**WORK REQUIRED**:
Reproduce verbatim the passage of the news article on SKC's new plant that opens with the words "SKC ex­pected to" and closes with "so­lar power cells.".

**EXCERPTED TEXT**:
○ ○ ○ ○ ○

SKC ex­pected to be­gin hir­ing for new plant mid-'11

The Covington News - - Front Page - By Gabriel Khouli gkhouli@cov­

SKC’s an­nounce­ment to cre­ate 120 jobs dur­ing the next decade comes as wel­come news for job­hun­gry res­i­dents, but the com­pany isn’t ex­pected to be­gin hir­ing un­til April 2011, ac­cord­ing to a press re­lease from the gover­nor’s of­fice.

The polyester film man­u­fac­turer is plan­ning to build a $100 mil­lion, 200,000 square foot fa­cil­ity to pro­duce an eth­yl­ene vinyl ac­etate film that will coat so­lar power cells.

Lo­cal of­fi­cials said SKC is en­ter­ing the field be­cause it be­lieves so­lar power is a grow­ing in­dus­try that’s un­der­sup­plied. The move will also help the com­pany di­ver­sify it’s do­mes­tic prod­uct line, though SKC al­ready pro­duces the EVA film in Korea.

Pete Marte, CEO of Han­nah So­lar, said he be­lieve the so­lar in­dus­try is set to take off as costs of tra­di­tional elec­tric­ity gen­er­a­tion con­tinue to in­crease.

“Prices were creep­ing for the past 20 to 30 years, but now they’re go­ing through the roof,” Marte said. “We have a num­ber of clients call­ing about that, ask­ing ‘How I do avoid these peak power charges’… when the U.S. mar­ket re­ally catches on, it’s go­ing to be crazy how much so­lar gets de­ployed in the coun­try.”

The lo­ca­tion of SKC’s lat­est plant is a boon to a com­mu­nity that’s al­ready ben­e­fited from the in­dus­try’s long-stand­ing pres­ence. When SKC came to Newton County in 1996, the com­pany pur­chased 400 acres and an­nounced it would be mak­ing a $1.5 bil­lion in­vest­ment — the largest deal ever an­nounced in Ge­or­gia at the time, said a for­mer state eco­nomic devel­op­ment of­fi­cial pre­vi­ously. Their orig­i­nal man­u­fac­tur­ing fa­cil­ity opened in May 1999.

In­dus­trial Devel­op­ment Author­ity mem­ber Frank Turner Jr. said SKC paid $1.7 mil­lion in taxes last year.

“Jobs and taxes,” Cov­ing­ton Mayor Kim Carter said sim­ply when asked about the ben­e­fit.

“It’s a money maker. The city and county will make money off this lo­ca­tion, and the school board will make money off it,” Turner said.

In ad­di­tion, the county will ben­e­fit from in­creased sales tax be­cause of the added jobs, and Cov­ing­ton will ben­e­fit from con­struc­tion fees and ad­di­tional util­ity sales. Con­struc­tion jobs will be added to build the two phases of the plant and con­struc­tion sup­plies will have to be pur­chased.

SKC had a rib­bon cut­ting for a new chem­i­cal plant in May, as part of an ag­gres­sive ex­pan­sion cam­paign called "Dou­ble SKC." That plant is pro­duc­ing polyurethane foam that is used as cush­ion for car seats and fur­ni­ture and as in­su­la­tion for homes, re­frig­er­a­tors and other ap­pli­ances.

○ ○ ○ ○ ○

Free-text object descriptions
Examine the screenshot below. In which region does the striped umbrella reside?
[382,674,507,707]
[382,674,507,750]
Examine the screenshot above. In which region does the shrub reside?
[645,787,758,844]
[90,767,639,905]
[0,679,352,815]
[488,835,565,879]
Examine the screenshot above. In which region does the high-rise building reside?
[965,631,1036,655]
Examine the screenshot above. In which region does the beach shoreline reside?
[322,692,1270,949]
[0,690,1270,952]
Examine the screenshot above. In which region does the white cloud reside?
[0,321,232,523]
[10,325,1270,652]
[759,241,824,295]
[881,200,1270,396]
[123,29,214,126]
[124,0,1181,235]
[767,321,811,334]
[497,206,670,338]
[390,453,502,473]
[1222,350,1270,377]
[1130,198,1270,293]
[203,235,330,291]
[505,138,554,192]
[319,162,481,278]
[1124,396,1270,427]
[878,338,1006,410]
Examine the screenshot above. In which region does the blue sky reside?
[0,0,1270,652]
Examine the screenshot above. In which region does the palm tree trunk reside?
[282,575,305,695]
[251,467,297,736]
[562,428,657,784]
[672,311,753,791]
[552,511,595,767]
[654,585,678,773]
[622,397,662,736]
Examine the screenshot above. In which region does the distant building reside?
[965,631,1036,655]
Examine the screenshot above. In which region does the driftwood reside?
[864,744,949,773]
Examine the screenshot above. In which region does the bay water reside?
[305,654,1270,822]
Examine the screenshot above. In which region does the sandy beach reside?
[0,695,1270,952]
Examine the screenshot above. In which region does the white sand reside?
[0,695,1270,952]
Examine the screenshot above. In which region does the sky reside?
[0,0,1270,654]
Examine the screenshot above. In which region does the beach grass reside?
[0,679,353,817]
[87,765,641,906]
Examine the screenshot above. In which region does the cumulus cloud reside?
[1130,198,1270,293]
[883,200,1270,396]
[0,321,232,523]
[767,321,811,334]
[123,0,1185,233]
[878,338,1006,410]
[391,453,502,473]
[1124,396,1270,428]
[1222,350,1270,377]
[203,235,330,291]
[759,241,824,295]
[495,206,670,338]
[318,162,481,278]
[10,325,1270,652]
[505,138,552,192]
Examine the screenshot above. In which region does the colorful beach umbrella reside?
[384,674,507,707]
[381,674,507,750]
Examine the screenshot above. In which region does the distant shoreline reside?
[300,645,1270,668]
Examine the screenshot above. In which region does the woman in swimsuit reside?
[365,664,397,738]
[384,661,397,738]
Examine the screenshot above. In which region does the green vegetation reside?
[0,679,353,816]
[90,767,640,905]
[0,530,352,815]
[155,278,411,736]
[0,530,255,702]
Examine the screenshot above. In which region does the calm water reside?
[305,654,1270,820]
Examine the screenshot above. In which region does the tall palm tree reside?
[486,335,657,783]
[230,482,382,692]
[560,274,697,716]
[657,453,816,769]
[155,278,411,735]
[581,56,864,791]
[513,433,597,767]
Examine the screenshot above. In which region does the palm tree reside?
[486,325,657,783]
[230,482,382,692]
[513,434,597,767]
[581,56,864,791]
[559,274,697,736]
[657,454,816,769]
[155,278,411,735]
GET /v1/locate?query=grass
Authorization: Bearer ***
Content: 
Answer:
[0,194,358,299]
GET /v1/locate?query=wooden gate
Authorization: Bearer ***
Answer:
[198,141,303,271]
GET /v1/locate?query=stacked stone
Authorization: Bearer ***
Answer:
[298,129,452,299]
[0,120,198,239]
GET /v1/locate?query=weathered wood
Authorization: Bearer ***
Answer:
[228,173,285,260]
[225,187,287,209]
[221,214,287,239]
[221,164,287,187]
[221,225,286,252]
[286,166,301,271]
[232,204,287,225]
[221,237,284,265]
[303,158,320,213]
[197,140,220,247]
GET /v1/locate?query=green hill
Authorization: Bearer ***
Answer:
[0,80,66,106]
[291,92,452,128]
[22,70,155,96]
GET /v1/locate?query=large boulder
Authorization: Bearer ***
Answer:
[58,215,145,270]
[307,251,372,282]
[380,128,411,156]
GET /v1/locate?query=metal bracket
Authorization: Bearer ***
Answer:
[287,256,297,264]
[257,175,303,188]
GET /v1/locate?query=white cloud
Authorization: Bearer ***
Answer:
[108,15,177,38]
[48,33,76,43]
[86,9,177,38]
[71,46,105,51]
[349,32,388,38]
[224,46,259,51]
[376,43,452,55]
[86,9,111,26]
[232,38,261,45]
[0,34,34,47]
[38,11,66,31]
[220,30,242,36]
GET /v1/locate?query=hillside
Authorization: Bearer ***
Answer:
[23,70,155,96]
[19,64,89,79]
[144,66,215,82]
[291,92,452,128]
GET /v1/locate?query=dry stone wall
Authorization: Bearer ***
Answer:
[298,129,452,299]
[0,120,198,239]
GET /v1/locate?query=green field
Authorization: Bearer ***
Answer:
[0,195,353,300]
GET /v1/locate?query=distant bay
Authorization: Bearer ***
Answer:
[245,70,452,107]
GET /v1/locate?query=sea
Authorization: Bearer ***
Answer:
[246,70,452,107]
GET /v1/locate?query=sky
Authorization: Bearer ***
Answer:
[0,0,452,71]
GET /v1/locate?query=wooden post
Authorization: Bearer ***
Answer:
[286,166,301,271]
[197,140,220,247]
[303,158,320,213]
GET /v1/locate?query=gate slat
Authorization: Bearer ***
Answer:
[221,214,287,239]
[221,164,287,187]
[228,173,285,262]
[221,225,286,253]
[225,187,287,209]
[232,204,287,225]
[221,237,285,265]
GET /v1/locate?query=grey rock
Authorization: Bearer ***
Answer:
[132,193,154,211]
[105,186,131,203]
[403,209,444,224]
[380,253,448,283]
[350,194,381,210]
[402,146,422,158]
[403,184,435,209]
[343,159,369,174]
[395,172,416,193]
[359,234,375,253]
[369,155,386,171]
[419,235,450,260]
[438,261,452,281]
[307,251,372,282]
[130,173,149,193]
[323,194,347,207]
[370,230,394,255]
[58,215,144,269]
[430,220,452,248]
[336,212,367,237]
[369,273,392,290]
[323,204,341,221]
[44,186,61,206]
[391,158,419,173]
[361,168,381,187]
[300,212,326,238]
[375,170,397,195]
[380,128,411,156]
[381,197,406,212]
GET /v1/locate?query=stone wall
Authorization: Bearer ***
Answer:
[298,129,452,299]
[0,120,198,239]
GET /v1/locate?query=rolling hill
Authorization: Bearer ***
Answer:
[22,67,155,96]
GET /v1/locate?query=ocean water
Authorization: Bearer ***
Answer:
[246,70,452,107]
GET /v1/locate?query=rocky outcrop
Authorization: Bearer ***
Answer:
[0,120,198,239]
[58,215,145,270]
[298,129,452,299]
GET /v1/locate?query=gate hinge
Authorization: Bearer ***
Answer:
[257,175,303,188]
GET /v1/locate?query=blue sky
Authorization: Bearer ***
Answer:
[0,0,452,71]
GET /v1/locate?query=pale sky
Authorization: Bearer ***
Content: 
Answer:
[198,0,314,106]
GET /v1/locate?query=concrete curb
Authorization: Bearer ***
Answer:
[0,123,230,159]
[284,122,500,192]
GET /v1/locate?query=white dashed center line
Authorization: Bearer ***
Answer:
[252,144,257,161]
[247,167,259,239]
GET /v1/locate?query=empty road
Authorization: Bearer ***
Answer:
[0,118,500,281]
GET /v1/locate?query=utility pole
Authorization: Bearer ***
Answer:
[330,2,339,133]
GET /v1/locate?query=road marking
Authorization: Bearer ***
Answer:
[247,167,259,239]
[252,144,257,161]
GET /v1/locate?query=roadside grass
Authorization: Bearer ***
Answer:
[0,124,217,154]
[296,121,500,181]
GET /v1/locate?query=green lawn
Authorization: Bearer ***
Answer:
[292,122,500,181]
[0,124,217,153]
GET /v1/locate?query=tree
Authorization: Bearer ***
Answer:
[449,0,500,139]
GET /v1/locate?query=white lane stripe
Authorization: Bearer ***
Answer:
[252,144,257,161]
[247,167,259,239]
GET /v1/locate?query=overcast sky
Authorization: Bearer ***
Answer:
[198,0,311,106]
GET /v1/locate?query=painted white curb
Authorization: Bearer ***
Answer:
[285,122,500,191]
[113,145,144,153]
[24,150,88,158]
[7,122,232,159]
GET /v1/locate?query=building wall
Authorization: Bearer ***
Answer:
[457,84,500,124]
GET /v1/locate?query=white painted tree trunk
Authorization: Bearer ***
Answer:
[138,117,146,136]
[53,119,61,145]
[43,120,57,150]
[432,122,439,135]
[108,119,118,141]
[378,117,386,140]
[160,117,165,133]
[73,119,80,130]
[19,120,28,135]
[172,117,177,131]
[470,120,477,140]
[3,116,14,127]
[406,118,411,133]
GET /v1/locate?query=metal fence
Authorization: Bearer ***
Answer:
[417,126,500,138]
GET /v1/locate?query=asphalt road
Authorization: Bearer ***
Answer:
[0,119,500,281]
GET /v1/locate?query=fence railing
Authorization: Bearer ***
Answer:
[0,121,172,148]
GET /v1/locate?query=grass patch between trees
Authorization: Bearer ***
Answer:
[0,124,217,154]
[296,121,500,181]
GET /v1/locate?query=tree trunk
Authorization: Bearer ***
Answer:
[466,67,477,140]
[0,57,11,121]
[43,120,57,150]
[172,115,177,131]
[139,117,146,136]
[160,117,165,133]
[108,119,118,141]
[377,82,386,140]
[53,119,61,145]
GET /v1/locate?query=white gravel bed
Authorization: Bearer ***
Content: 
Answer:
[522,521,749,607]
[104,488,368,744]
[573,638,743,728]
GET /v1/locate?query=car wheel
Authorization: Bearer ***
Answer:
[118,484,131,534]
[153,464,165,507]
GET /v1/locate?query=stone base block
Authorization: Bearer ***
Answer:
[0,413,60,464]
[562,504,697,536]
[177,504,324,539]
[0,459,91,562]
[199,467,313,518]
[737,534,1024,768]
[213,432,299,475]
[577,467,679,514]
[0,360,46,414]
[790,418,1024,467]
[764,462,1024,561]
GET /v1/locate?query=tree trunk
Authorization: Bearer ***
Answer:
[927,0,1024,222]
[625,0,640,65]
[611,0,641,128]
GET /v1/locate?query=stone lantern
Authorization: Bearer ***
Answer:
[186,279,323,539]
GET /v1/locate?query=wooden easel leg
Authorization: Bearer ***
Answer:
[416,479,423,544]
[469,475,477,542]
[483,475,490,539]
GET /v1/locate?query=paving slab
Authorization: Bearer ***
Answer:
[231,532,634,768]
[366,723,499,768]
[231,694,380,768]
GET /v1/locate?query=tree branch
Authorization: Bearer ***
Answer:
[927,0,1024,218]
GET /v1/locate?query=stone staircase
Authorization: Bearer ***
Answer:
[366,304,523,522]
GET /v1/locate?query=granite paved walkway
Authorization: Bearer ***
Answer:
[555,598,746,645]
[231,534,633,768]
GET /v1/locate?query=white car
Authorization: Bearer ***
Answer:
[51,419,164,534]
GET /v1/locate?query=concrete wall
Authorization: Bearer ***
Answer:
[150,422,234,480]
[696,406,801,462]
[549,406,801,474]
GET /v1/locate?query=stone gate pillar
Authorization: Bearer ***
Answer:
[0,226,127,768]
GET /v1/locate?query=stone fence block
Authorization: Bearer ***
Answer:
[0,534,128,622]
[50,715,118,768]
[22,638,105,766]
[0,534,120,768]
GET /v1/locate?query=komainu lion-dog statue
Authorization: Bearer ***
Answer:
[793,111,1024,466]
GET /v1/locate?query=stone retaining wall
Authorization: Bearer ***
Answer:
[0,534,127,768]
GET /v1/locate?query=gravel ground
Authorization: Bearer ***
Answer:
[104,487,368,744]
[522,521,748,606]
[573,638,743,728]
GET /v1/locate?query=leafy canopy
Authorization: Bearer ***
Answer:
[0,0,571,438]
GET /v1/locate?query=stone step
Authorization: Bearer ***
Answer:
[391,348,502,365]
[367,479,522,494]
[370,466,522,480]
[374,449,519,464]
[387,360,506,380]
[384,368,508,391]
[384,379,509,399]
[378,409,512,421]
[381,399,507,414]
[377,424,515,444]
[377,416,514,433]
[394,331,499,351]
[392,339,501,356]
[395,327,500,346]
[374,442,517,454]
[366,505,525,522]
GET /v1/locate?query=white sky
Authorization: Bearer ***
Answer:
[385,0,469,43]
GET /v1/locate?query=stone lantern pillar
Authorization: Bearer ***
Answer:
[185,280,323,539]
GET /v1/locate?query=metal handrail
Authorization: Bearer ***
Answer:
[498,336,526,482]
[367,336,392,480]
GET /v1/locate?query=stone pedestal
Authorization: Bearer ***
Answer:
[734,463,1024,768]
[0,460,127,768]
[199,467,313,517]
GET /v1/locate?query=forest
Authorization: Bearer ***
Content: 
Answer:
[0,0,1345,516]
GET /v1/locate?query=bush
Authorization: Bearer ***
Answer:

○ ○ ○ ○ ○

**RESULT OF THE EXERCISE**:
SKC ex­pected to be­gin hir­ing for new plant mid-'11

The Covington News - - Front Page - By Gabriel Khouli gkhouli@cov­

SKC’s an­nounce­ment to cre­ate 120 jobs dur­ing the next decade comes as wel­come news for job­hun­gry res­i­dents, but the com­pany isn’t ex­pected to be­gin hir­ing un­til April 2011, ac­cord­ing to a press re­lease from the gover­nor’s of­fice.

The polyester film man­u­fac­turer is plan­ning to build a $100 mil­lion, 200,000 square foot fa­cil­ity to pro­duce an eth­yl­ene vinyl ac­etate film that will coat so­lar power cells.